**Work to do**:
Omit the pictures, then write out every entry exactly as it reads.

**Dataset**:
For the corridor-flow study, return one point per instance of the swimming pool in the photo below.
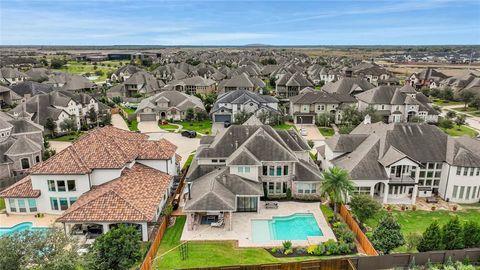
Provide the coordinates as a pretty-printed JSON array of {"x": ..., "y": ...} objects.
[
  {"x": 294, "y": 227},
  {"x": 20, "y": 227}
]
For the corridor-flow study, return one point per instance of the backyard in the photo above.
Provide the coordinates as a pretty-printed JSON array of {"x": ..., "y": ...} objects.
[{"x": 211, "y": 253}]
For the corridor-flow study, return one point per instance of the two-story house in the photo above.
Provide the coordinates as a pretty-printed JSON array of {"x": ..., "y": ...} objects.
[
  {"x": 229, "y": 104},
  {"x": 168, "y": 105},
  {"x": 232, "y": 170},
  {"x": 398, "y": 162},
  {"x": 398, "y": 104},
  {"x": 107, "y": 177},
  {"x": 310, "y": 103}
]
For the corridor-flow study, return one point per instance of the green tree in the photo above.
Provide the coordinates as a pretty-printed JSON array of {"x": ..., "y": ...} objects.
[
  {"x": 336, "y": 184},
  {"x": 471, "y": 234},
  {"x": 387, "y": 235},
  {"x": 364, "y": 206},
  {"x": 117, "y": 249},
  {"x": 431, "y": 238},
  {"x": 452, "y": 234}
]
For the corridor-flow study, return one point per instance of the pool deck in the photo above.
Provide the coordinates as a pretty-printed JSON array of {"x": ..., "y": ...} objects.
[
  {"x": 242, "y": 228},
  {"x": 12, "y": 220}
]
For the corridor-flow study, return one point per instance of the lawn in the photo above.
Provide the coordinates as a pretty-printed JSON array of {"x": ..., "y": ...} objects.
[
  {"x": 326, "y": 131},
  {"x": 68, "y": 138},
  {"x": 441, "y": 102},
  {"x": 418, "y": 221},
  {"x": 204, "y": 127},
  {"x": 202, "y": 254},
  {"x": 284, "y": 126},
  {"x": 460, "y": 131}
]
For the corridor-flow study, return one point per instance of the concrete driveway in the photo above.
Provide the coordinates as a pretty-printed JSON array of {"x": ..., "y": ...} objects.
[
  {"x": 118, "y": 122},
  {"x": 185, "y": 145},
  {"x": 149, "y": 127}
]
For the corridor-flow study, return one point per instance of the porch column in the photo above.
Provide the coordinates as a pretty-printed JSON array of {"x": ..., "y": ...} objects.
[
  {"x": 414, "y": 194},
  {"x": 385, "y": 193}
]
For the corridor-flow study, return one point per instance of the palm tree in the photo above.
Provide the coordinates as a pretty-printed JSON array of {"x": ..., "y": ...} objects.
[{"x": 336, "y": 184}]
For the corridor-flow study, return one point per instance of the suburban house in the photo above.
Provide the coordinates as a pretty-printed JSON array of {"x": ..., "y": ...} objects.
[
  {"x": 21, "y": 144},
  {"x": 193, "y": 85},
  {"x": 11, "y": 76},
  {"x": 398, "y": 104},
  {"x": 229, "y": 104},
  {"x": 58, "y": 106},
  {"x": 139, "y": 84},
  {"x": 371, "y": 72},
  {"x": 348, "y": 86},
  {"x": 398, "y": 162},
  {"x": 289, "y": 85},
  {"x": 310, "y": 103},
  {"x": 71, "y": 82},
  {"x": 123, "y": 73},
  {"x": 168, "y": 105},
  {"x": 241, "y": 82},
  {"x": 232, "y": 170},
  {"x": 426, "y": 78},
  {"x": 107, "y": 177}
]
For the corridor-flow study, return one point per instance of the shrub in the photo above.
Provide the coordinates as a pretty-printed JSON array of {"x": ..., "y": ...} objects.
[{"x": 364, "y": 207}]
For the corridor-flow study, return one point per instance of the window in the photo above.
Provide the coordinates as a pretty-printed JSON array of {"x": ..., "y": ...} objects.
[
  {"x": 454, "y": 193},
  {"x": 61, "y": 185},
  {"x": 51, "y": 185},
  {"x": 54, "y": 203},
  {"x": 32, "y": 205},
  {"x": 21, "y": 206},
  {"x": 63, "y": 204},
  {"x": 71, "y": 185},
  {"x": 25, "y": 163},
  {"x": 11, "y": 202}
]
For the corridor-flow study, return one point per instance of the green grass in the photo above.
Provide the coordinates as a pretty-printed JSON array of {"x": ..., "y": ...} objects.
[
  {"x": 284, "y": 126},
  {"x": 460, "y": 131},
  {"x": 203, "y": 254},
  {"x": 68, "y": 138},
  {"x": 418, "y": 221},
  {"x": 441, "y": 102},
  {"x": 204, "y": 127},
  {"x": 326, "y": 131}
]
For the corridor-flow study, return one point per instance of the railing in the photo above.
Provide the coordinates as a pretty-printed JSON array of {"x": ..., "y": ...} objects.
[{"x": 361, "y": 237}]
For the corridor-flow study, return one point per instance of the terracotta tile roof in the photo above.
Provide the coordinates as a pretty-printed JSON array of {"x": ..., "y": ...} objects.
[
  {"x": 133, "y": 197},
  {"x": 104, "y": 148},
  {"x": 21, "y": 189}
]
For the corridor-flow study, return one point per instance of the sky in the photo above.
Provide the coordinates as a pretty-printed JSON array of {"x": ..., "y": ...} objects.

**Solved exercise**:
For the corridor-flow study, return one point per instance of the swimming pool in the photo below.
Provide the coordinates as a pretty-printed JSON array of {"x": ..., "y": ...} objects.
[
  {"x": 294, "y": 227},
  {"x": 20, "y": 227}
]
For the corridor-flow study, return one point per instance of the backyard in the photo above.
Provide the coordinates as a pretty-printed JSON array of {"x": ..., "y": ...} objects.
[{"x": 211, "y": 253}]
For the corridor-flow study, return one point per instance of the two-story house in the photo above.
Provide the coordinates as a pretty-printed JSON array of {"x": ..., "y": ...} objects.
[
  {"x": 229, "y": 104},
  {"x": 168, "y": 105},
  {"x": 232, "y": 170},
  {"x": 398, "y": 162},
  {"x": 398, "y": 104},
  {"x": 107, "y": 177},
  {"x": 310, "y": 103}
]
For the corridor-flow study, return one point per instance of the green tree in the photo above.
Provide the coordinates as a pretty-printed JSON array of {"x": ..., "y": ...} objects.
[
  {"x": 336, "y": 184},
  {"x": 471, "y": 234},
  {"x": 387, "y": 235},
  {"x": 364, "y": 206},
  {"x": 117, "y": 249},
  {"x": 431, "y": 238},
  {"x": 452, "y": 234}
]
For the corridor-flow study, return one point per instance of the pool deck in the photo above.
Provide the coordinates as a pretty-printed JSON array of {"x": ..., "y": ...} objects.
[
  {"x": 242, "y": 228},
  {"x": 12, "y": 220}
]
For the corridor-flow study, return one point per instance of the lawn in the photo above.
Provide the coordinates as a pretty-printed JSON array of {"x": ..., "y": ...} objects.
[
  {"x": 326, "y": 131},
  {"x": 68, "y": 138},
  {"x": 441, "y": 102},
  {"x": 418, "y": 221},
  {"x": 204, "y": 127},
  {"x": 202, "y": 254},
  {"x": 284, "y": 126},
  {"x": 460, "y": 131}
]
For the corridor-flow study, return one point per instance of the concrete driveway in the photo above.
Provide the coordinates as a pretty-printed JSON array of {"x": ..., "y": ...} objects.
[
  {"x": 118, "y": 122},
  {"x": 185, "y": 145},
  {"x": 149, "y": 127}
]
For the corridor-flow study, return one point per instance of the porch column in the photo above.
Provide the coordinates as a pretty-printed JSON array of {"x": ..., "y": ...} objects.
[
  {"x": 414, "y": 194},
  {"x": 385, "y": 193}
]
For the corridor-flow study, return one point per instance of the palm tree in the photo above.
Provide the coordinates as a pretty-printed JSON array of {"x": ..., "y": ...} objects.
[{"x": 336, "y": 184}]
For the corridor-flow study, return one point per instance of the suburban house in the photo above.
Provide the coordinates as a pretty-printed JSON array of {"x": ..., "y": ...} objects.
[
  {"x": 21, "y": 144},
  {"x": 193, "y": 85},
  {"x": 11, "y": 76},
  {"x": 398, "y": 104},
  {"x": 229, "y": 104},
  {"x": 58, "y": 106},
  {"x": 139, "y": 84},
  {"x": 371, "y": 72},
  {"x": 348, "y": 86},
  {"x": 398, "y": 162},
  {"x": 289, "y": 85},
  {"x": 310, "y": 103},
  {"x": 71, "y": 82},
  {"x": 123, "y": 73},
  {"x": 168, "y": 105},
  {"x": 241, "y": 82},
  {"x": 232, "y": 170},
  {"x": 426, "y": 78},
  {"x": 107, "y": 177}
]
For the corridor-flow study, return one point per instance of the shrub in the photo above.
Provide the coordinates as a pretty-printed JSON array of {"x": ..., "y": ...} objects.
[{"x": 364, "y": 207}]
For the corridor-flow study, return one point per instance of the window in the photo above.
Provide the coordinates as a pretty-printed JSON array of {"x": ..., "y": ...} objects.
[
  {"x": 454, "y": 193},
  {"x": 61, "y": 185},
  {"x": 51, "y": 185},
  {"x": 54, "y": 203},
  {"x": 32, "y": 205},
  {"x": 21, "y": 206},
  {"x": 63, "y": 204},
  {"x": 71, "y": 185},
  {"x": 25, "y": 163},
  {"x": 11, "y": 202}
]
For the corridor-flow study, return one point per instance of the green grass in the photo above.
Provide the coordinates as a pretty-printed JSON array of {"x": ..., "y": ...} objects.
[
  {"x": 284, "y": 126},
  {"x": 460, "y": 131},
  {"x": 203, "y": 254},
  {"x": 68, "y": 138},
  {"x": 418, "y": 221},
  {"x": 441, "y": 102},
  {"x": 204, "y": 127},
  {"x": 326, "y": 131}
]
For the corridor-flow study, return one point per instance of the railing in the photo above.
Provide the coordinates as a pretty-printed JSON array of {"x": ..., "y": ...} objects.
[{"x": 361, "y": 237}]
For the corridor-flow study, return one point per instance of the terracotta tile roof in the photo above.
Provide the coordinates as a pretty-printed JSON array of {"x": ..., "y": ...} objects.
[
  {"x": 133, "y": 197},
  {"x": 104, "y": 148},
  {"x": 21, "y": 189}
]
For the corridor-flow study, return one point per instance of the sky in the photo above.
Provide the coordinates as a pretty-printed JSON array of {"x": ..., "y": ...} objects.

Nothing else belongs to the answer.